Skip to main content

Advanced Data Types

Updated Oct 28, 2019 ·

Counter

Counter is a special object from the collections module. It counts occurrences of items in a list and stores them like a dictionary.

In the example below, books_read lists sci-fi books, and book_count counts how many times each book appears:

from collections import Counter

books_read = ["Dune", "Foundation", "Dune", "Neuromancer", "Dune", "Foundation"]
book_count = Counter(books_read)

print(book_count)
print(book_count["Dune"])

Output:

Counter({'Dune': 3, 'Foundation': 2, 'Neuromancer': 1})
3

most_common()

most_common() returns the items with the highest counts in descending order. You can pass a number to get the top N items.

book_count = Counter({'Dune': 3, 'Foundation': 2, 'Neuromancer': 1})

top_books = book_count.most_common(2)
print(top_books)

Output:

[('Dune', 3), ('Foundation', 2)]

most_common() is useful for frequency analysis and finding popular items in data.

TASK A |
Reproduce the passage on Counter between "from collections import" and "print(book_count)", inclusive.

DATA ROWS |
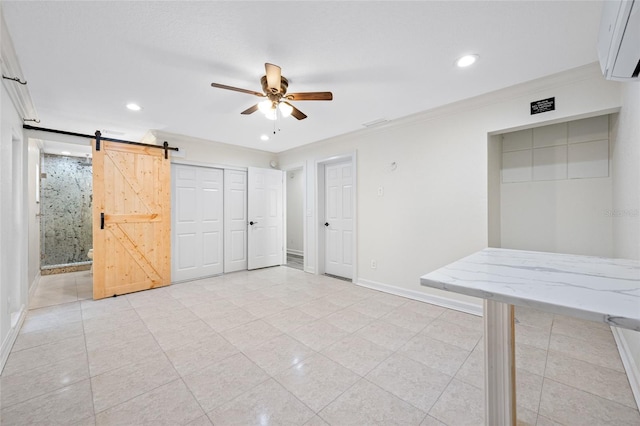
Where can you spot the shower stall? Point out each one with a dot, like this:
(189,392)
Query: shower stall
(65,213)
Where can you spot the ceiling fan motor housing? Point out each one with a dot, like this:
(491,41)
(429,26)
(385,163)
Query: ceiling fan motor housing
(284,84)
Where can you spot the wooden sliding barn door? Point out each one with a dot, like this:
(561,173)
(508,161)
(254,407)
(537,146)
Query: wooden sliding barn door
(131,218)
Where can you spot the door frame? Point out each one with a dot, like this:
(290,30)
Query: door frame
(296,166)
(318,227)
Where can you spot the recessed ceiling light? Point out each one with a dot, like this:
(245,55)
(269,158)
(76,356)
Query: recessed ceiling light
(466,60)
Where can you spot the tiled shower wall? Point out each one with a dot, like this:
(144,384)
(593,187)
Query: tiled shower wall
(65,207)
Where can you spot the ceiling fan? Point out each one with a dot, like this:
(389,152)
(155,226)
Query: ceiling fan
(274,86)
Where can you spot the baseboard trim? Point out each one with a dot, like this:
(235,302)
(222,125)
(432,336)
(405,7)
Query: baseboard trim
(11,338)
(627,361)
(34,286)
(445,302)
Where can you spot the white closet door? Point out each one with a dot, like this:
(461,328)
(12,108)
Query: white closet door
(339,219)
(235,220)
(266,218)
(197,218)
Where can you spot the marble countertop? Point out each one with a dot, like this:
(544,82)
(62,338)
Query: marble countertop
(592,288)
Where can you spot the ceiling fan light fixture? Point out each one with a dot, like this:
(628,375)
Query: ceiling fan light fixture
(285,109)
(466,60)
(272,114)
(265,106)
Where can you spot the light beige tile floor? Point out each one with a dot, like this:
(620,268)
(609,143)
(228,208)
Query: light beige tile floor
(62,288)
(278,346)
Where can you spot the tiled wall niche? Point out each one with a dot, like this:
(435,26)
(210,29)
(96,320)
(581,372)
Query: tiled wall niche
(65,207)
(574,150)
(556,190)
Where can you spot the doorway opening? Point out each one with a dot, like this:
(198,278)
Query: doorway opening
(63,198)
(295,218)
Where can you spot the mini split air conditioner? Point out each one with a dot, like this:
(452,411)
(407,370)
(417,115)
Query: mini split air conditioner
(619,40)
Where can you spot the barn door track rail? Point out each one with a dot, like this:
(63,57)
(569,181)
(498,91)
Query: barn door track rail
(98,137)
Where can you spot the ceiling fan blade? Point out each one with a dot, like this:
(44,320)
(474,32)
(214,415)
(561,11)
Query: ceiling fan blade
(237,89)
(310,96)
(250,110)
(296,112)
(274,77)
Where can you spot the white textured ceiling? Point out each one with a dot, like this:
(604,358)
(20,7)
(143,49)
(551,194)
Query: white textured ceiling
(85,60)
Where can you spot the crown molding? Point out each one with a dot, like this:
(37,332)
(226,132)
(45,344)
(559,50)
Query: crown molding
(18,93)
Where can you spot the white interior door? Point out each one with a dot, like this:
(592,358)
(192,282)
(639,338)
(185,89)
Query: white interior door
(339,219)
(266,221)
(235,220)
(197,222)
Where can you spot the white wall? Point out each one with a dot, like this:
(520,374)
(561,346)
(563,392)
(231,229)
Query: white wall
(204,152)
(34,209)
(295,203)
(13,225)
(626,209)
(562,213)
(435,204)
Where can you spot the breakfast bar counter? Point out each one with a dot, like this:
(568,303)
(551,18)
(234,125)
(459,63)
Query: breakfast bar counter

TASK B |
Collect every row above that contains the string "crown", matching case exactly.

CORRECT RESULT A |
from collections import Counter

books_read = ["Dune", "Foundation", "Dune", "Neuromancer", "Dune", "Foundation"]
book_count = Counter(books_read)

print(book_count)

CORRECT RESULT B |
Where can you spot the crown molding? Point out each one with a dot, like this:
Query: crown molding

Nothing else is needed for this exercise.